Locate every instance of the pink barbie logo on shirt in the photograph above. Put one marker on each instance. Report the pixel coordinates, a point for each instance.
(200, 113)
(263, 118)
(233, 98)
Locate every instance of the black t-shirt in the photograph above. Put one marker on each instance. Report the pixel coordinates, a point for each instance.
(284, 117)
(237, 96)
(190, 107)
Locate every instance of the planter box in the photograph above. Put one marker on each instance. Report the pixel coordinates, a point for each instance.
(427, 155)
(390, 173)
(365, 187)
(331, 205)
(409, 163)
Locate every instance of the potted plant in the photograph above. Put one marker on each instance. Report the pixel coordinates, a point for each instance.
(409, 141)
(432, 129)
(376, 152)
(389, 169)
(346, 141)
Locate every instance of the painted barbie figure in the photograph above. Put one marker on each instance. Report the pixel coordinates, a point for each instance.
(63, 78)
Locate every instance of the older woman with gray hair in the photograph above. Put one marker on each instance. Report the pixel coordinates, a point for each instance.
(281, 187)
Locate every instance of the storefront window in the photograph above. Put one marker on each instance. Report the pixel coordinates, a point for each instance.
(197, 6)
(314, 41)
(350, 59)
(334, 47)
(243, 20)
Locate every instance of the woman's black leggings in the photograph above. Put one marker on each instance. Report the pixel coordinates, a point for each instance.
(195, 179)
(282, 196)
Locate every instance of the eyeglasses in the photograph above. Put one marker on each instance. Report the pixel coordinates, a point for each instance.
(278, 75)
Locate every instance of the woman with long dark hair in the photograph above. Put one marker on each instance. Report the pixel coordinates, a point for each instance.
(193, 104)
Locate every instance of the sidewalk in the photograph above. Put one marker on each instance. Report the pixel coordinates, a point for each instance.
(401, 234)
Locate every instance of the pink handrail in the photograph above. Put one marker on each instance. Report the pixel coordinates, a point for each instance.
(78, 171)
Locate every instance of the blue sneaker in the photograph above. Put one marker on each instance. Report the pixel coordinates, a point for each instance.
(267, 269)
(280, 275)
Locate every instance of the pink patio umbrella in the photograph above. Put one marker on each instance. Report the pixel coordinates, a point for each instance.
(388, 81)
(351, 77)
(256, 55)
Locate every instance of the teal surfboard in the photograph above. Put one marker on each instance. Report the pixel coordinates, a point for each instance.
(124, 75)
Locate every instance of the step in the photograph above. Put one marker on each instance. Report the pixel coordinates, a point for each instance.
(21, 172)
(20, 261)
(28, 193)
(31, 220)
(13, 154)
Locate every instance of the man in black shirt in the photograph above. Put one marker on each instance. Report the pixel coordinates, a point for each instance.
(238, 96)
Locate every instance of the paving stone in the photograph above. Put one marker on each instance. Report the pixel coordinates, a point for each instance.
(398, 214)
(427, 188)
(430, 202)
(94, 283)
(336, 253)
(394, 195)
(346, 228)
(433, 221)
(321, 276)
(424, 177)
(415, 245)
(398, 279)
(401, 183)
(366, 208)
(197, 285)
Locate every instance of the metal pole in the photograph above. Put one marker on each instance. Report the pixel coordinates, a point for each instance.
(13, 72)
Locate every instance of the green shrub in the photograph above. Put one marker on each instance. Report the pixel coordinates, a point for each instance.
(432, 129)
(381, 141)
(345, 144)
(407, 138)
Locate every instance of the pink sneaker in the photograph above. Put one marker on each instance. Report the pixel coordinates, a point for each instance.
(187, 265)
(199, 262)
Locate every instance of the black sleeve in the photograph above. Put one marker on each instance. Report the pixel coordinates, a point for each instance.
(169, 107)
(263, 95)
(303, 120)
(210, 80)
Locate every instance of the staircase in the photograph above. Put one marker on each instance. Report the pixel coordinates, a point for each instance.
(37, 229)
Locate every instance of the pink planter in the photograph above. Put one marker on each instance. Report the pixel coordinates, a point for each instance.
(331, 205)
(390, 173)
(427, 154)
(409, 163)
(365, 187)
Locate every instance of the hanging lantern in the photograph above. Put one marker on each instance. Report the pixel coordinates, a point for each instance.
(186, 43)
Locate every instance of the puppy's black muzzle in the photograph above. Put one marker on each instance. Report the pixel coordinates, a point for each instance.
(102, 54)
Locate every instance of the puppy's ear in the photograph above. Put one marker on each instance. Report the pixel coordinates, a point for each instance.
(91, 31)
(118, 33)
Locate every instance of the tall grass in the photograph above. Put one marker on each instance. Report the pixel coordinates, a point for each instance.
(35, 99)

····················

• **THE PROBLEM**: An exact reproduction of all the records is required.

• **REPLY**:
Locate every instance of the pink barbie logo on shirt in the photograph above. Put one marker on each instance. Report the pixel coordinates, a point for each instance.
(200, 113)
(263, 118)
(233, 98)
Locate every instance of the black t-shirt in the photograph above. Put one marker on each instance. Report the pixel coordinates, a point for each instance.
(284, 117)
(237, 96)
(190, 107)
Locate every instance of the planter box in the photograph above. Put one marker on each instance. Report the pixel coordinates, a point for each instance.
(427, 155)
(390, 173)
(365, 187)
(331, 205)
(409, 163)
Locate every instance of the potted plant in the photograph above. Put one marker on each instance. Report the pixel coordinates, a point for each instance.
(409, 141)
(432, 129)
(376, 152)
(389, 169)
(346, 141)
Locate every instance of the painted barbie figure in the photograph above. Put one marker on each instance. Report the pixel coordinates, a point for each instance.
(63, 78)
Locate every instance of the older woman with gray hair in the photograph above. Put one marker on each instance. Report the pixel coordinates, a point for each instance.
(281, 187)
Locate every instance of the storefront window in the photograph above. Put one marker on each instance. Report the pixel coordinates, a point for each instance.
(197, 6)
(314, 41)
(350, 59)
(334, 47)
(243, 20)
Locate every instance of the woman's black leggings in the photograph above. Put one marker on each instance. Report the pixel coordinates, a point for each instance.
(195, 179)
(282, 196)
Locate every instance of the eyeglasses in the photograph above. Put one marker on each instance. Report the pixel coordinates, a point for each instance.
(278, 75)
Locate every instance of the woman with long dark hair in the photograph above. Put one marker on each instance. Report the pixel coordinates, a point for each instance.
(193, 104)
Locate every instance of the sidewalk in the photograph above. Put one marker on each instance. Report the pixel coordinates, a point for each instance.
(401, 234)
Locate every instance of the pink handrail in the photograph above. Put one marker on each instance. Report the pixel coordinates, a point for each instance.
(78, 171)
Locate every instance of the blue sneaker in the photograph above. Put one marker on each instance. Report the pixel coordinates, a point for each instance.
(267, 269)
(280, 275)
Locate every instance of the pink patio umbrella in the photograph above. Put one marker on each instance. Report the pixel coordinates, a point for each instance.
(388, 81)
(351, 77)
(256, 55)
Locate every instance of the teal surfboard in the photograph above. Put one marker on each instance. Report the pixel coordinates, a point for each instance.
(124, 75)
Locate every instance of the step in the photograph above. Put one marker on each instance. Report the pixel coordinates, a point for each instance.
(21, 172)
(20, 261)
(28, 193)
(31, 220)
(13, 154)
Locate every instance of the man in black shirt in the photograph above. Put one marker on each instance. Report the pixel coordinates, a point for each instance.
(238, 96)
Locate every instance of the paving stone in the photograph above. Put one marker on each instance. Report the pixel coordinates, a point for each instance.
(398, 214)
(427, 188)
(430, 202)
(94, 283)
(336, 253)
(394, 195)
(346, 228)
(433, 221)
(321, 276)
(424, 177)
(415, 245)
(398, 279)
(401, 183)
(366, 208)
(197, 285)
Locate every instance of the metal pole in the photograph above. Put one marker on each instance. Report the pixel coordinates, a point for each instance.
(13, 72)
Locate every instance of the green shrub in the photograph above. Put one marker on each instance. Report the pixel coordinates, a point for each instance.
(432, 129)
(381, 141)
(345, 144)
(407, 138)
Locate every instance of the pink sneaker in the photograph above. Put one marker on each instance. Report the pixel coordinates, a point for each instance.
(187, 265)
(199, 262)
Locate every instance of the black sleeve in the photograph above. Put one marker on each instance. Report the pixel coordinates, a point for each instance.
(169, 107)
(263, 95)
(303, 120)
(210, 80)
Locate every instance of the staircase in the photograph above. Put one marker on each instance. Report the pixel coordinates, a point for each instance.
(37, 229)
Locate every instance of the pink planter in the photograph above. Put one marker on each instance. Report the pixel coordinates, a point for each instance.
(331, 205)
(390, 173)
(427, 154)
(409, 163)
(365, 187)
Locate every instance of the hanging lantern in the photograph above. Put one marker on each instance. Report the pixel coordinates, a point for each instance.
(186, 43)
Locate every instance of the puppy's black muzzle in the photograph above. Put one marker on each instance. Report the pixel coordinates, a point for each instance.
(102, 54)
Locate every instance of the puppy's ear in the photograph above. Put one marker on each instance. Report the pixel coordinates, a point for each instance.
(91, 31)
(118, 33)
Locate every instance of the tall grass in the photograph above. Put one marker on each instance. Report the pixel coordinates, a point for each instance.
(35, 99)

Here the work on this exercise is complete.